• [SOURCE]

============================================================

[OS X TeX] TeXShop and files on a network
William Adams
will.adams at frycomm.com
Thu Oct 5 11:53:17 EDT 2006
On Oct 4, 2006, at 10:26 PM, Stephen Moye wrote:
> What I am saying is that we have TeX documents on a server. One person
> might create the original document, and another person might make
> corrections
> on that file. When the first person, the one who created the file,
> closes that file and quits TeXShop, the second person is not able
> to open and TeX the file because
> TeX(Shop) complains that the log file is in use. We don't want to have
> multiple versions of the file in multiple places at the same time.
> We put the files
> on the server and edit them there to avoid the problems of version
> control. The question is, why does
> TeXShop think that the log file is still in use when the person who
> is editing
> the file tries to TeX it.

============================================================

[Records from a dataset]
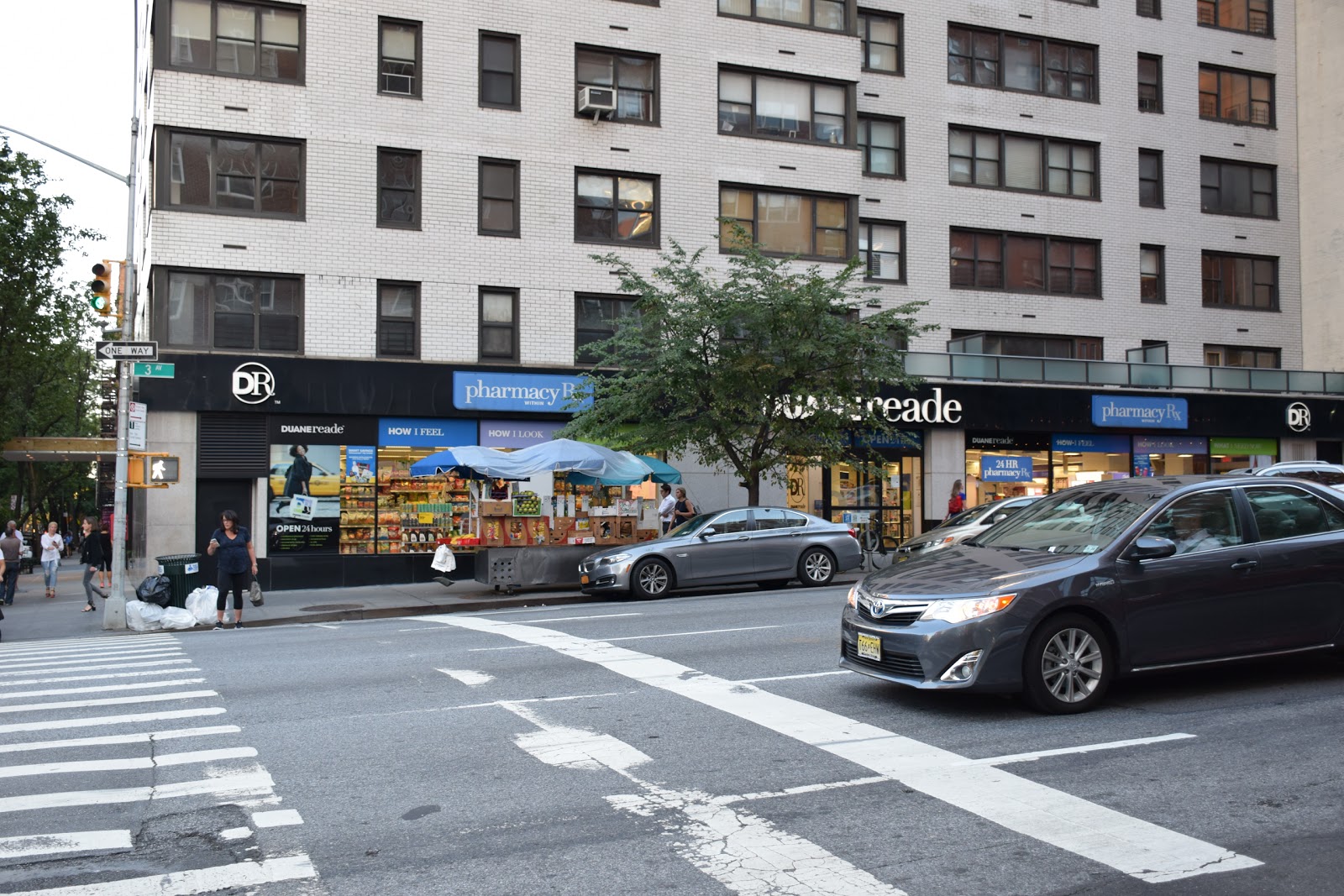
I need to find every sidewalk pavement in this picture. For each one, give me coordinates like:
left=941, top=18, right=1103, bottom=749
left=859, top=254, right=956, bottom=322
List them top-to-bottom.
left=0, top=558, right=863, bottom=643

============================================================

Reproduce the TeXShop message word for word, from "[OS X TeX] TeXShop" up to and including "the same time.". Work only from the TeXShop message, not from the records.

[OS X TeX] TeXShop and files on a network
William Adams
will.adams at frycomm.com
Thu Oct 5 11:53:17 EDT 2006
On Oct 4, 2006, at 10:26 PM, Stephen Moye wrote:
> What I am saying is that we have TeX documents on a server. One person
> might create the original document, and another person might make
> corrections
> on that file. When the first person, the one who created the file,
> closes that file and quits TeXShop, the second person is not able
> to open and TeX the file because
> TeX(Shop) complains that the log file is in use. We don't want to have
> multiple versions of the file in multiple places at the same time.